* [Task requirements]: Copy the records below exactly as they appear.

* [Information given]:
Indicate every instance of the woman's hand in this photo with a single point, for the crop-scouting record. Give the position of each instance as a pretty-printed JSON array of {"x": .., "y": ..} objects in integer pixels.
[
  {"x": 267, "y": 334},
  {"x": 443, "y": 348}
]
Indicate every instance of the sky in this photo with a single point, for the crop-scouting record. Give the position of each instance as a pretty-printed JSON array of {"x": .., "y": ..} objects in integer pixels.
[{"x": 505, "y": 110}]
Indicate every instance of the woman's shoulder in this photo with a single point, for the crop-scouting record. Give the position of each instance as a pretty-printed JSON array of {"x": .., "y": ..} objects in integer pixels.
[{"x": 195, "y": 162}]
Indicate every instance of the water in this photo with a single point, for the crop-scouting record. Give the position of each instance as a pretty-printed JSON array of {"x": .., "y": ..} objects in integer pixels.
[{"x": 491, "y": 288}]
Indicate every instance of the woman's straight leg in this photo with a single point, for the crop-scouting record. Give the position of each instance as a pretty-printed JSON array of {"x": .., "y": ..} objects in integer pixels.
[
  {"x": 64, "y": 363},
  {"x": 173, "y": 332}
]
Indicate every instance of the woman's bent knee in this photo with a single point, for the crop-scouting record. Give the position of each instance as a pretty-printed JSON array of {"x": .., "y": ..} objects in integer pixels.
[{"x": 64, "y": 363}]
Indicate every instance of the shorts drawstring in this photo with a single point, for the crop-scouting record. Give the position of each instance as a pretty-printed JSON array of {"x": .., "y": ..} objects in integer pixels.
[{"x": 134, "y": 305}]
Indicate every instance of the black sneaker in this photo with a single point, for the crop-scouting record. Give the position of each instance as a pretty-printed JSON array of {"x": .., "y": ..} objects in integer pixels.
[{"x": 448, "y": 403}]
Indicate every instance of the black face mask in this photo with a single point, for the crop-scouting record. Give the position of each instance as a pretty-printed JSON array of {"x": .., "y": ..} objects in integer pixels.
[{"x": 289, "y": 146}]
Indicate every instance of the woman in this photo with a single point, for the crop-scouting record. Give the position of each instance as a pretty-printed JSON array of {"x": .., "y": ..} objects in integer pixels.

* [Exercise output]:
Indicate every instance of the woman's hand in this photo with a single point, for the crop-scouting record. Give the position of each instance as a pretty-printed JSON array of {"x": .., "y": ..} objects in integer pixels.
[
  {"x": 267, "y": 334},
  {"x": 443, "y": 348}
]
Indicate every instance of the sky in this photo with a single point, for the crop-scouting record. Give the position of each instance as a pretty-printed JSON array of {"x": .., "y": ..} objects in integer pixels.
[{"x": 505, "y": 110}]
Indicate every instance of the woman's shoulder in this photo with a single point, for the crop-scouting record. Give the position of each instance as a pretty-printed JSON array of {"x": .., "y": ..} objects in integer pixels.
[{"x": 195, "y": 162}]
Indicate every instance of the water in this photo with a single point, for the crop-scouting record. Give the position of each instance as a pretty-printed JSON array of {"x": .., "y": ..} objects in integer pixels.
[{"x": 491, "y": 288}]
Indicate every instance of the woman's straight leg in this photo with a single point, for the crop-scouting record. Give the position of each instance as a pretty-printed JSON array of {"x": .., "y": ..} objects in integer pixels.
[
  {"x": 64, "y": 363},
  {"x": 173, "y": 332}
]
Indicate every instance of the woman's bent knee in this photo with a single point, for the crop-scouting record. Give the position of each instance as a pretty-printed JSON array of {"x": .., "y": ..} objects in integer pixels.
[{"x": 64, "y": 363}]
Indicate every instance of the shorts drawstring in this photo with a single point, for the crop-scouting record. Give the position of each instance as a pretty-printed JSON array of {"x": .., "y": ..} objects in integer pixels.
[{"x": 134, "y": 305}]
Indicate every instance of the black sneaker in this photo with a single point, for the crop-scouting record. Give the position of each instance as a pretty-printed JSON array of {"x": .., "y": ..} objects in integer pixels.
[{"x": 448, "y": 403}]
Indicate every instance of the black face mask in this photo with a single point, for the crop-scouting record. Give the position of each instance as a pretty-printed JSON array of {"x": .., "y": ..} objects in integer pixels.
[{"x": 289, "y": 146}]
Indicate every instance of the woman in this photo with a single point, for the crop-scouting record. Give the position of each instance as a pretty-printed JSON array of {"x": .., "y": ..} objects in integer pixels.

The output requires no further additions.